Work to be completed: Put each line of the listing below into a numbered list, omitting any blank lines.

[Point annotation records]
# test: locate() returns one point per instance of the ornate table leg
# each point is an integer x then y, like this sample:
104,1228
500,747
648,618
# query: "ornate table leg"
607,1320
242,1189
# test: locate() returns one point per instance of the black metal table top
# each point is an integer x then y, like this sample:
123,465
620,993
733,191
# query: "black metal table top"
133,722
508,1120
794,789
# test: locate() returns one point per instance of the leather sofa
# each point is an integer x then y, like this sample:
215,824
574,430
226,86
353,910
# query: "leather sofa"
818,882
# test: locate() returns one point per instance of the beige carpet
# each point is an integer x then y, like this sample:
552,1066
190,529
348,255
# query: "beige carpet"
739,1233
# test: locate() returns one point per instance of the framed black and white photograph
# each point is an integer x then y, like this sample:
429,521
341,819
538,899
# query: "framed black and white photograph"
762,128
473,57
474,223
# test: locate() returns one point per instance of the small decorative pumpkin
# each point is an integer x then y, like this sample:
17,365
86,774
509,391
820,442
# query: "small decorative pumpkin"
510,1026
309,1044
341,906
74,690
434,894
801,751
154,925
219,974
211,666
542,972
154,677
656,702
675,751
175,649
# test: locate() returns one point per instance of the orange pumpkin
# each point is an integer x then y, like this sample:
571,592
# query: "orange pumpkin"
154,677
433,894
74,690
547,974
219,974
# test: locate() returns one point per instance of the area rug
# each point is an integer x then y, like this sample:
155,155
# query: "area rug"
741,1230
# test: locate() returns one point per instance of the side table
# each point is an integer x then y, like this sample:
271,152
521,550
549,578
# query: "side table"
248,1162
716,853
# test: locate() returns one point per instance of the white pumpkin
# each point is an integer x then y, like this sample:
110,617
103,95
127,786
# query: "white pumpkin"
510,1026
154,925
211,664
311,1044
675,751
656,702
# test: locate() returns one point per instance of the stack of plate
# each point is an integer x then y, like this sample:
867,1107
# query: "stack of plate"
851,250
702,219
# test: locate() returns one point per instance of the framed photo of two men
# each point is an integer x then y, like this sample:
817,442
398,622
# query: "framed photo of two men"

Full solution:
1. # test: locate() returns one point per instance of the ornate table leg
2. # each point is an integer x then y, like this sample:
3. 104,1228
4. 500,747
5. 648,618
6. # query: "ornate table leg"
7. 607,1320
8. 242,1189
9. # test: locate() returns one point per instance of the black metal table top
10. # each point is an integer x then y, like this sample:
11. 123,465
12. 620,993
13. 733,191
14. # query: "black metal table top"
15. 133,722
16. 508,1120
17. 794,789
18. # test: locate() returns one point per instance of the leather sofa
19. # each point is an integer x then y, like this sample:
20. 215,824
21. 574,430
22. 226,86
23. 353,910
24. # query: "leather sofa"
25. 818,882
26. # test: locate() returns one point per instance of the beige carpet
27. # each point is an integer x then y, like this sample:
28. 552,1066
29. 190,529
30. 348,255
31. # query: "beige carpet"
32. 739,1233
33. # test: locate() returns one point per instance of the framed black and white photograph
34. # each point is an integer x then y, like this sample:
35. 429,521
36. 341,819
37. 538,899
38. # query: "framed black and white photograph"
39. 762,128
40. 473,57
41. 474,223
42. # test: locate() returns one point per instance of the small decorative pumpkin
43. # each point is an integer x then y, like this sample:
44. 17,365
45. 86,774
46. 509,391
47. 820,442
48. # query: "small decorative pumpkin"
49. 510,1026
50. 309,1044
51. 341,906
52. 74,690
53. 434,894
54. 801,751
55. 154,925
56. 219,974
57. 211,666
58. 542,972
59. 154,677
60. 656,702
61. 675,751
62. 175,649
63. # test: locate() returns one point per instance of the orange pumpkin
64. # each point is an integer x then y, like this sample:
65. 571,592
66. # query: "orange pumpkin"
67. 154,677
68. 433,894
69. 74,690
70. 547,974
71. 219,974
72. # test: locate() returns one point per instance of the area rug
73. # each point is an integer x then y, like this sample:
74. 155,155
75. # query: "area rug"
76. 741,1230
77. # test: locate() returns one point per instance of the side table
78. # each point is an integer x then y, like this sample:
79. 271,152
80. 521,550
81. 549,578
82. # query: "side table"
83. 248,1162
84. 716,853
85. # test: locate() returns one point per instance of the white pumpkin
86. # each point is an integer x then y, like this sample:
87. 110,617
88. 103,95
89. 127,786
90. # query: "white pumpkin"
91. 510,1026
92. 154,925
93. 211,664
94. 311,1044
95. 675,751
96. 656,702
97. # test: locate() returns one point per instance of the stack of plate
98. # each point is an integer x then y, like this sample:
99. 867,1107
100. # query: "stack of plate"
101. 851,250
102. 702,219
103. # test: locate() returns one point per instance of the framed photo of two men
104. # each point is an integer x then y, like this sample:
105. 817,442
106. 398,622
107. # query: "framed photo of two men"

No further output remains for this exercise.